§ **Directions for this task**
Your copy should repeat each record below exactly and contain no images.

§ **Source information**
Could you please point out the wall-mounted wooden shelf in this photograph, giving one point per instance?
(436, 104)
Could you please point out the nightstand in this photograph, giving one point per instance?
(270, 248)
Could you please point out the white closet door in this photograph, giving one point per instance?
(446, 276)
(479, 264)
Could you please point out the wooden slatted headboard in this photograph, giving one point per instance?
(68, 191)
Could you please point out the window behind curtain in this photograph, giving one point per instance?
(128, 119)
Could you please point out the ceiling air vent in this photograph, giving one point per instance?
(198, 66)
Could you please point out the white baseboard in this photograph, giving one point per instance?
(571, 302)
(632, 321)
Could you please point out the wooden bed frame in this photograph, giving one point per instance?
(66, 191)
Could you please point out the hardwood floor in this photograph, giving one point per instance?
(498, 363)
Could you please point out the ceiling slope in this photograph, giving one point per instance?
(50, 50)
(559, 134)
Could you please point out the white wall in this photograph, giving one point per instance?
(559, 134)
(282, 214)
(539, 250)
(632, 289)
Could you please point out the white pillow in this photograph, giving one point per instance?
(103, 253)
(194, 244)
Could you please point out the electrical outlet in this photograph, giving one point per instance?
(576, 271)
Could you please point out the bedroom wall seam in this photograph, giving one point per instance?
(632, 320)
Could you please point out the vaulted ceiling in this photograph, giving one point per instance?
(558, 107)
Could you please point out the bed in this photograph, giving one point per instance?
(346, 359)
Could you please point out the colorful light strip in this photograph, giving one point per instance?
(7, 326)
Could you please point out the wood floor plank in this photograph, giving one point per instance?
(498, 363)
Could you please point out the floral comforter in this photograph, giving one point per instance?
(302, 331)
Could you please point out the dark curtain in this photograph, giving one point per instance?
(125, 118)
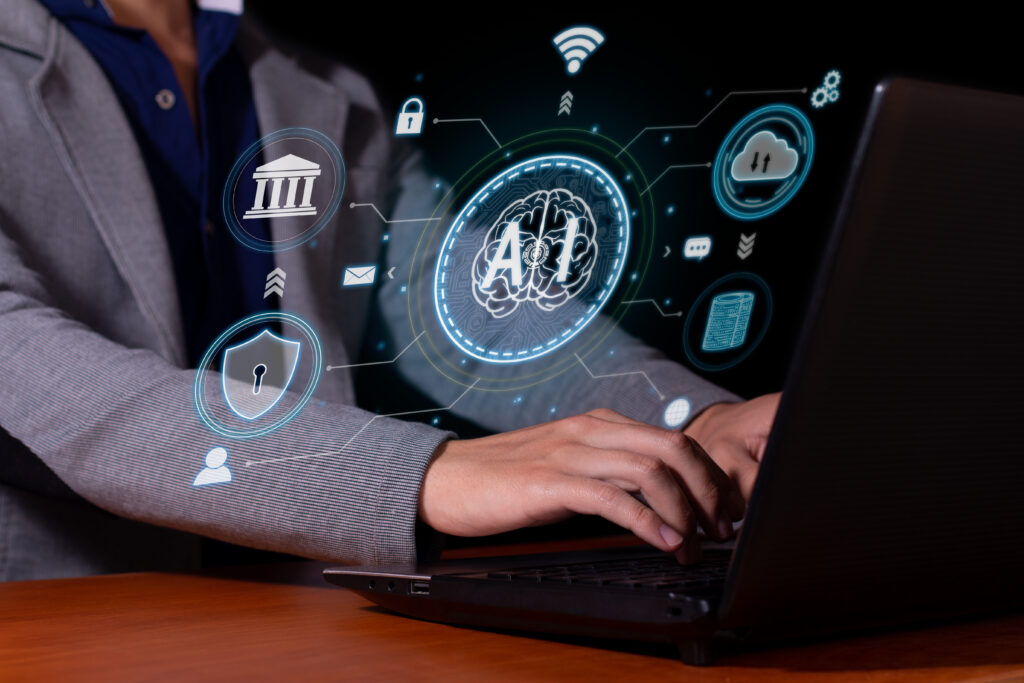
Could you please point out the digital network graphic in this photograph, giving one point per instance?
(529, 260)
(284, 189)
(527, 263)
(258, 375)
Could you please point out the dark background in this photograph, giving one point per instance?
(497, 62)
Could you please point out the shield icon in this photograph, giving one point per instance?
(256, 373)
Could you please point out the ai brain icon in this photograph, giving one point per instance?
(531, 258)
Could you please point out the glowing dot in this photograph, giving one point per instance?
(676, 412)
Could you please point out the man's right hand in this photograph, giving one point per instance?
(587, 464)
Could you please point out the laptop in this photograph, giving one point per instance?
(891, 488)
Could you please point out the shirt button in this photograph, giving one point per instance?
(165, 99)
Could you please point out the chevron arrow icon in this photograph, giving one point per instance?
(745, 246)
(565, 105)
(274, 283)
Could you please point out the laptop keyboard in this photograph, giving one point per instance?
(650, 573)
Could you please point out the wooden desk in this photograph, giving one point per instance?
(285, 623)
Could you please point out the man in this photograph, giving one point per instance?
(119, 121)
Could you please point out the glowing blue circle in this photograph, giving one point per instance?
(258, 428)
(559, 302)
(795, 129)
(291, 139)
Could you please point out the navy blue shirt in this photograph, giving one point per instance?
(218, 280)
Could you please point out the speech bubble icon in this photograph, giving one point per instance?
(696, 248)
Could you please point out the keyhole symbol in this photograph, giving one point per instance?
(258, 373)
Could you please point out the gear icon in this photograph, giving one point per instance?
(819, 97)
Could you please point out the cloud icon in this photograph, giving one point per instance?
(765, 158)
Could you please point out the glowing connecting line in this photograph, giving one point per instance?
(373, 206)
(469, 121)
(664, 314)
(250, 463)
(380, 363)
(635, 372)
(712, 111)
(674, 166)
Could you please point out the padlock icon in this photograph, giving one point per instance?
(410, 120)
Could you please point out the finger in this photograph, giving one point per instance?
(712, 492)
(647, 474)
(740, 467)
(593, 497)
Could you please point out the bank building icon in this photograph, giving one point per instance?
(284, 173)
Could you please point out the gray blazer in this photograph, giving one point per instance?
(101, 440)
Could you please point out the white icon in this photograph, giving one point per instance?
(565, 104)
(765, 158)
(577, 44)
(274, 283)
(676, 412)
(357, 275)
(697, 248)
(216, 469)
(827, 92)
(745, 246)
(255, 374)
(289, 168)
(410, 120)
(542, 249)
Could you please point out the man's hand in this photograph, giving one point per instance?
(587, 464)
(735, 434)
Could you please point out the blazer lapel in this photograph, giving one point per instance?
(289, 96)
(104, 164)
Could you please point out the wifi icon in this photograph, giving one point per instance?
(577, 44)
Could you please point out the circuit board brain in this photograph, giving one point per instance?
(541, 251)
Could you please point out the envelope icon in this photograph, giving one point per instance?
(356, 275)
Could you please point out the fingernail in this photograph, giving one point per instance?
(671, 536)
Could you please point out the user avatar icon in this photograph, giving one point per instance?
(216, 469)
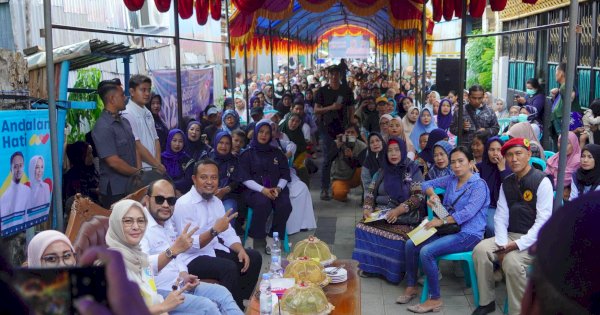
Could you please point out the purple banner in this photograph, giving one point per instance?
(197, 88)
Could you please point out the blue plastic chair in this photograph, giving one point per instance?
(465, 257)
(286, 242)
(541, 163)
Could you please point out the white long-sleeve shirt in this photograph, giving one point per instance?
(192, 208)
(157, 240)
(545, 197)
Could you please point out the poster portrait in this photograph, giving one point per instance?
(197, 88)
(26, 168)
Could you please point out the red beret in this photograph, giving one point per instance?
(515, 142)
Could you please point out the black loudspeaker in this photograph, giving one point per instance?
(446, 78)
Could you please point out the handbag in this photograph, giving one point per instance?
(410, 218)
(441, 212)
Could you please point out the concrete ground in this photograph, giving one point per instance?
(335, 226)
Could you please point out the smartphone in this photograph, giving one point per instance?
(53, 290)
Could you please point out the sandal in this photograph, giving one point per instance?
(404, 299)
(420, 309)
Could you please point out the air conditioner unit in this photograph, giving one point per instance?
(149, 20)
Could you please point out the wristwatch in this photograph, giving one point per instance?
(169, 254)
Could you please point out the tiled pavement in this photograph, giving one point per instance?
(336, 221)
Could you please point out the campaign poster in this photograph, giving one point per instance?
(355, 47)
(197, 89)
(26, 168)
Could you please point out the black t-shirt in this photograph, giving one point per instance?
(334, 121)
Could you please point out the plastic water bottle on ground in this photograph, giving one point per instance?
(276, 247)
(266, 302)
(275, 268)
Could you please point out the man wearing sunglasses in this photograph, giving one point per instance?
(162, 245)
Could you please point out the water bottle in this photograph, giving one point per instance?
(276, 248)
(275, 269)
(266, 307)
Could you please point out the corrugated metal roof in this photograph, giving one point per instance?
(102, 51)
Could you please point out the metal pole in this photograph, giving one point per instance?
(271, 41)
(56, 170)
(461, 69)
(246, 81)
(288, 40)
(566, 98)
(231, 74)
(423, 51)
(178, 65)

§ **Response to this exercise**
Could you please point out the wall-mounted wooden shelf in this photograph, giving one point per instance?
(436, 104)
Could you please point out the nightstand in this photograph, giving one point per instance?
(270, 248)
Could you please point out the white closet door in this photograph, giving one point per instance?
(446, 276)
(479, 264)
Could you please point out the wooden slatted headboard in this photograph, giving one point per instance?
(68, 191)
Could you please point out the window behind curtain in this photograph, giving one point per instance?
(128, 119)
Could you please point out the ceiling air vent in this photograph, giving one point per instance?
(198, 66)
Could you please point out the white baseboard in this photograph, giving one point per instance?
(571, 302)
(632, 321)
Could you please point out the wooden bed frame in this photograph, giving one point per instance?
(66, 191)
Could you please point out the hardwood floor in this photograph, giving one point per instance?
(498, 363)
Could you please point out the ceiling slope in this photograph, giving one point per instance?
(50, 50)
(559, 134)
Could you please point out the white wall in this photograph, giving one point per instance?
(559, 134)
(282, 214)
(539, 250)
(632, 289)
Could you please point out the white pillow in this photograph, giving one point per instance?
(103, 253)
(194, 244)
Could you please point out the electrical outlet in this photograph, giving one point per instance?
(576, 271)
Could you please point out the bedroom wall seam in this photograph, giving one point per instance?
(632, 320)
Could you please point out the vaulted ceiling in this photograph, giving one point per instance?
(558, 107)
Could you please point out the bed in this photograph, giving one point per instance?
(346, 359)
Could you please point out the colorful light strip in this photograph, giving one point per instance?
(7, 326)
Could you please point out the wood floor plank in this photograph, giving one point per instance?
(498, 363)
Could you please point out the floral comforter in this photograph, giving one point per instance?
(302, 331)
Could you please point out the dark curtain in this photograph, giving one point per instance?
(125, 118)
Could you please point out the digital network graphic in this photograph, giving one point per instance?
(529, 260)
(284, 189)
(527, 263)
(258, 375)
Could you please point out the dark background in this photograph, giving one point per instance?
(497, 62)
Could you please point out the shield icon in this photograph, giving one point per instance?
(256, 373)
Could you please point out the ai brain icon in this photograph, giving one point per instance?
(531, 258)
Could you please point out the glowing dot in this photograph, giving one point per instance?
(676, 412)
Could you please point out the man's right hand in this photograph, giving one point per instance?
(587, 464)
Could you please point out the laptop in this photograph, giving one point per instance?
(891, 488)
Could you please point out the shirt button in this photograph, giving one point per instance?
(165, 99)
Could you please point out the chevron arrow icon in this photograph, giving one point per instance?
(745, 246)
(565, 105)
(274, 283)
Could you please point out the laptop keyboard in this photograph, giving one point per instance?
(650, 573)
Could you please point out the wooden desk in this photograph, giving one point per instance?
(285, 623)
Could you please point out the man in this photograph, giving one point per instance?
(119, 121)
Could you please point out the glowing blue circle in this photograph, giving one point per instance?
(258, 428)
(559, 302)
(795, 129)
(291, 139)
Could you please point out the navy blue shirt in this photograph, giving one point per instance?
(218, 280)
Could you please point out the speech bubble icon in this photograph, giving one point per instance?
(696, 248)
Could you please point out the keyhole symbol in this photograph, giving one point per instance?
(258, 373)
Could you please point out the gear icon in this photograph, giving one point per instance?
(819, 97)
Could you please point out the cloud icon in this photograph, giving one point per instance?
(765, 158)
Could you please point out the glowing connecting line in this photograph, giving one point per instance?
(373, 206)
(469, 121)
(664, 314)
(250, 463)
(380, 363)
(635, 372)
(712, 111)
(674, 166)
Could you please point out the padlock icon in this photograph, giving one point per instance?
(410, 120)
Could you please point out the finger in this photograph, giving one point per instance?
(712, 492)
(647, 474)
(740, 467)
(593, 497)
Could you please point out the bank building icon in this photograph, giving one point per instance?
(284, 173)
Could you please point out the gray blazer in this photograph, giving one point per instance?
(101, 440)
Could you please point out the white icon in this photograph, giving one point per instance?
(565, 104)
(765, 158)
(577, 44)
(274, 283)
(676, 412)
(357, 275)
(697, 248)
(216, 469)
(827, 92)
(745, 246)
(255, 374)
(289, 168)
(410, 120)
(542, 249)
Could you please point out the man's hand in this photograph, giving one point per instance?
(587, 464)
(735, 434)
Could you please point out the blazer lapel in this photograph, giving one point per instance?
(289, 96)
(104, 164)
Could you please point out the wifi icon in this photograph, giving one point per instance?
(577, 44)
Could you please point out the circuit board brain in this photograph, giving one point per instance?
(541, 251)
Could you please point out the envelope icon in this photograph, giving one point per instance?
(356, 275)
Could you please point out the fingernail in this photograph, giving one point per instance?
(671, 536)
Could you please point out the user avatar icon in this photograph, giving one point per instance?
(216, 469)
Could you please point out the purple banner in this photograph, giving one point per instance?
(197, 88)
Could you please point out the blue plastic chair in this photograph, giving one point per instance?
(465, 257)
(286, 242)
(541, 163)
Could you please point out the white long-sleeve shirt in this photograph, giving one point per instance?
(192, 208)
(157, 240)
(545, 197)
Could you please point out the poster portrait in this photograph, giving one point per instance?
(197, 88)
(26, 168)
Could you please point out the red beret in this photograph, giving one point per instance?
(515, 142)
Could you please point out the black loudspeaker in this photograph, giving one point per instance?
(446, 78)
Could you please point out the handbag in this photograph, giving one point per instance?
(410, 218)
(441, 212)
Could you please point out the concrete ground in this photograph, giving one point per instance?
(335, 226)
Could you please point out the smartphone in this photograph, giving one point per instance?
(53, 290)
Could you please point out the sandal in this photograph, giving one point per instance?
(404, 299)
(420, 309)
Could you please point out the air conditioner unit in this photograph, giving one point per instance?
(149, 20)
Could you please point out the wristwatch in this photograph, giving one point per instance?
(169, 254)
Could you please point out the tiled pavement in this photograph, giving one point per instance?
(336, 221)
Could you please point out the campaign poster in this photograph, giving one point per instance?
(355, 47)
(197, 89)
(26, 168)
Could you please point out the black t-shirt in this photograph, giving one point per instance?
(334, 121)
Could you please point out the plastic water bottle on ground in this photograph, giving one point per instance?
(276, 247)
(266, 302)
(275, 268)
Could you please point out the man wearing sunglasses in this photograph, giving one point per instance?
(162, 245)
Could you please point out the water bottle in this photograph, giving one point per instance?
(276, 248)
(275, 269)
(266, 307)
Could you please point out the corrugated metal roof in this photograph, giving one point per instance?
(102, 51)
Could you please point out the metal pole in this photograph, giving one point per instance?
(271, 41)
(56, 170)
(461, 69)
(246, 81)
(288, 40)
(566, 98)
(231, 74)
(423, 51)
(178, 65)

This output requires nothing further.